• _ISTRUZIONI DELL'ESERCIZIO_
a - Ripeta parola per parola il brano dell'articolo sugli ejidatarios di Tila che inizia con le parole contenenti "La Jornada –" e termina con "suoi 5.405 ettari.".
b - Completi l'articolo sugli ejidatarios di Tila scrivendone la parte che segue l'ultima frase riportata.

La Jornada – Mercoledì 24 Agosto 2011
Ejidatarios di Tila denunciano la campagna delle autorità per spogliarli delle terre
HERMANN BELLINGHAUSEN
L’assemblea degli ejidatarios di Tila, Chiapas, ha denunciato il tentativo di esproprio delle terre da parte delle autorità governative ed ha chiesto la rimozione dell’attuale parroco, il discusso sacerdote cattolico Heriberto Cruz Vera, “che il governo federale, statale e municipale utilizza per ingannare e manipolare la popolazione e sottrarci le nostre terre”. Aggiungono che questa “non ha prezzo, non è merce per progetti ‘ecoturistici’ o di presunto ‘sviluppo’, e solo la massima autorità del popolo chol di Tila, che è l’assemblea generale, può determinare la destinazione d’uso” dei suoi 5.405 ettari.
“L’ejido lotta da oltre 30 anni per la difesa e la cura della madre terra contro la discriminazione ed il razzismo del malgoverno municipale, statale e federale”. I suoi fondatori “sono scesi dalla montagna a piedi, patendo la fame, per andare a Tuxtla Gutiérrez e Città del Messico per ottenere la risoluzione presidenziale ed il piano definitivo. Questi documenti, aggiungono gli ejidatarios, “rappresentano la libertà del nostro popolo che ha vissuto da schiavo all’epoca della colonia con l’invasione degli spagnoli e dopo lavorando nelle proprietà degli stranieri”. Solo dopo la “rivoluzione di Emiliano Zapata” si riconobbe “che la terra è degli indigeni, perché sono i soli originari delle terre che occupano”, che sono “di chi le lavora”, e pertanto non si vendono né si indennizzano.
Con un tono inusuale, sostengono: “Ci riempie di tristezza che un pastore di Gesù Cristo non senta il dolore del suo popolo e voglia solo riempirsi le tasche di soldi e vendersi al governo per fare il lavoro sporco di provocare l’ejido e fabbricare accuse contro le quali difendiamo la nostra madre terra”. Dicono che il parroco “umilia gli indigeni e ci ha proibito di accendere candele in chiesa e celebrare le nostre tradizioni”.

• _DATI ESTRATTI_
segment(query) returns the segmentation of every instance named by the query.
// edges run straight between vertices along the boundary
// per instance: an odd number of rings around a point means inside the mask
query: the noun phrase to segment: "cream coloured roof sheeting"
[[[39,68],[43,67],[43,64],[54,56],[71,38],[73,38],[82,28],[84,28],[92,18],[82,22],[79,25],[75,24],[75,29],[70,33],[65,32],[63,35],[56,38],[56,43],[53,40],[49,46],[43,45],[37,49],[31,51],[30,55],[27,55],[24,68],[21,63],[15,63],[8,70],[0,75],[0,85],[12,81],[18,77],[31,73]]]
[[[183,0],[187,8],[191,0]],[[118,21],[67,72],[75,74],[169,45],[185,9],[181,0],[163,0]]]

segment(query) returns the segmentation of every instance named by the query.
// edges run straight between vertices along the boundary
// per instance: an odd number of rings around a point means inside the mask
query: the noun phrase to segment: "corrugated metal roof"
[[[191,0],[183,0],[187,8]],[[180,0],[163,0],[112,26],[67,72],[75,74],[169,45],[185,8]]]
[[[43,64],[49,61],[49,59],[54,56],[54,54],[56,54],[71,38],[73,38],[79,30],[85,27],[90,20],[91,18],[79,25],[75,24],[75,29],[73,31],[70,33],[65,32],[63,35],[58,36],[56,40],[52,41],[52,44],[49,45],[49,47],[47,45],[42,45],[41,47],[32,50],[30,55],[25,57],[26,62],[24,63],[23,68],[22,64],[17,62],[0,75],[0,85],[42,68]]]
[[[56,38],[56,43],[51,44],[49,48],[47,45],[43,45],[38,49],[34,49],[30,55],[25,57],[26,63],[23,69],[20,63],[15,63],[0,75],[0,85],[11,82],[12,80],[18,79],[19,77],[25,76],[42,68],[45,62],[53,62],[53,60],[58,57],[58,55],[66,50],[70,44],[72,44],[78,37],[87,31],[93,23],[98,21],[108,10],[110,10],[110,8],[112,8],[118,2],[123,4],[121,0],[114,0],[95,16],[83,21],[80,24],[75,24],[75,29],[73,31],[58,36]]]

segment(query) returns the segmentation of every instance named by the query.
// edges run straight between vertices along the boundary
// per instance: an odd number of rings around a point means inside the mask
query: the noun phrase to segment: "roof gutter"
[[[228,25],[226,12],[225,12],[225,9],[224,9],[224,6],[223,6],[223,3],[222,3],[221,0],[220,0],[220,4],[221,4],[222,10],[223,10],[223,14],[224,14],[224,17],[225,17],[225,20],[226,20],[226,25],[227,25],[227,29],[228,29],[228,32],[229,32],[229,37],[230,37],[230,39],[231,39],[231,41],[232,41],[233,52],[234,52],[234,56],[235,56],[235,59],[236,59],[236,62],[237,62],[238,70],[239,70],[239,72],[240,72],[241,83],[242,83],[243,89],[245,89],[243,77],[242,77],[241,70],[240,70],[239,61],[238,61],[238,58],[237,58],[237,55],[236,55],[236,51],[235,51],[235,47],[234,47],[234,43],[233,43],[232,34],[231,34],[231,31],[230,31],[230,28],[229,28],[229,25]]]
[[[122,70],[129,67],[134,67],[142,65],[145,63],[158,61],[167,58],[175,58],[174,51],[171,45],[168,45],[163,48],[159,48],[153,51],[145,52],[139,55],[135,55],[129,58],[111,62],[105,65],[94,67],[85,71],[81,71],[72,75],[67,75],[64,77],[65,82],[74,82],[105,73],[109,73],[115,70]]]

• _ELENCO DELLE RISPOSTE_
a -
La Jornada – Mercoledì 24 Agosto 2011
Ejidatarios di Tila denunciano la campagna delle autorità per spogliarli delle terre
HERMANN BELLINGHAUSEN
L’assemblea degli ejidatarios di Tila, Chiapas, ha denunciato il tentativo di esproprio delle terre da parte delle autorità governative ed ha chiesto la rimozione dell’attuale parroco, il discusso sacerdote cattolico Heriberto Cruz Vera, “che il governo federale, statale e municipale utilizza per ingannare e manipolare la popolazione e sottrarci le nostre terre”. Aggiungono che questa “non ha prezzo, non è merce per progetti ‘ecoturistici’ o di presunto ‘sviluppo’, e solo la massima autorità del popolo chol di Tila, che è l’assemblea generale, può determinare la destinazione d’uso” dei suoi 5.405 ettari.

b -
L’assemblea generale dell’ejido ha chiesto in tre occasioni al vescovo di San Cristóbal de las Casas, Felipe Arizmendi, di nominare un nuovo sacerdote. Il parroco “raccoglie firme con inganni e pressioni” per impedire la sua rimozione “e così possa continuare ad appoggiare il governo nell’esproprio della terra e discriminare ed abusare del nostro popolo”. L’ejido “non è contro la chiesa, perché la chiesa siamo noi, non solo un sacerdote”, chiariscono gli indigeni offesi. Tuttavia, “non siamo stati ascoltati, sembra che il vescovo voglia proteggerlo e stare col governo per spogliarci”.
“Non è come il nostro Tatik Samuel (Ruiz García), che seppe camminare con noi e sentire il nostro dolore di popolo indigeno povero”. Chiariscono che il santuario “non è un centro turistico di commercio”, bensì “un luogo di fede aperto a tutte le persone di buona volontà; non vogliamo più che il sacerdote Heriberto maltratti il nostro popolo e chi visita il signore di Tila”.
Dicono di trovarsi “in un momento importante della loro lunga lotta” a difesa della terra, per questo chiedono alla Corte Suprema di Giustizia della Nazione, presso cui hanno presentato un esposto “di garantire il rispetto della nostra autonomia e la libera determinazione come popolo indigeno”.
Chiedono ai loro “fratelli di Tila” di non lasciarsi ingannare dal governo e dal suo “operatore politico”, il parroco. Il santuario di Tila non “è di proprietà di una persona, è della nostra comunità e di altre comunità che vengono a visitarlo”.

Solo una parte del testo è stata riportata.